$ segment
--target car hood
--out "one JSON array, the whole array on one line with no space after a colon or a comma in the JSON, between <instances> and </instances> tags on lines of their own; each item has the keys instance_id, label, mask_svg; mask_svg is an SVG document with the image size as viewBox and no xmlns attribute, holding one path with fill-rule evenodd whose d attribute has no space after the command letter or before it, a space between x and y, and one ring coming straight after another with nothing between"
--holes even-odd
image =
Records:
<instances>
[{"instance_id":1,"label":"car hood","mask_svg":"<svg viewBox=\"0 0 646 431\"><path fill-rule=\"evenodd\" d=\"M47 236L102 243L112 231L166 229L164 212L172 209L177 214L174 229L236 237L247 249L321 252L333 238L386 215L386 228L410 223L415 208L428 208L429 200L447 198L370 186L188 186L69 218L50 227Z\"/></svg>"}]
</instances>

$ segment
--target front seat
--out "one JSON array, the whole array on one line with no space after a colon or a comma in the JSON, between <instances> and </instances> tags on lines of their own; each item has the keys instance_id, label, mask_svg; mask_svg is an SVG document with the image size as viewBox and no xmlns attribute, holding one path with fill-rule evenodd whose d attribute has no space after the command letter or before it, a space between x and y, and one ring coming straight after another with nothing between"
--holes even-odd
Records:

STATED TASK » Reproduce every line of the listing above without changing a single character.

SOLUTION TO THE EXERCISE »
$ segment
--target car hood
--out "one JSON array, the whole array on one line with no space after a colon or a comma in the JSON, between <instances> and </instances> tags on lines of their own; each item has the keys instance_id, label, mask_svg; mask_svg is an SVG document with the image size as viewBox and no xmlns attribute, holding one path with fill-rule evenodd whose d attribute has no space after the command letter or before it, a space between x and y, and one ring coming straight after another with nothing between"
--holes even-odd
image =
Records:
<instances>
[{"instance_id":1,"label":"car hood","mask_svg":"<svg viewBox=\"0 0 646 431\"><path fill-rule=\"evenodd\" d=\"M47 236L102 243L112 231L166 229L164 212L172 209L177 214L174 229L236 237L247 249L321 252L333 238L386 215L386 228L410 223L415 208L428 208L429 200L447 198L370 186L188 186L69 218L50 227Z\"/></svg>"}]
</instances>

$ segment
--target front seat
--out "one JSON array, the whole array on one line with no space after a colon or a comma in the JSON, between <instances> and </instances> tags on lines of their own; each item has the keys instance_id, label, mask_svg; mask_svg is an SVG document with the image size as viewBox and no xmlns attribute, holding one path with fill-rule evenodd whose d attribute has no space after the command letter or before it, a space between x and y, and one ring coming straight after another with nothing between"
--holes even-odd
Records:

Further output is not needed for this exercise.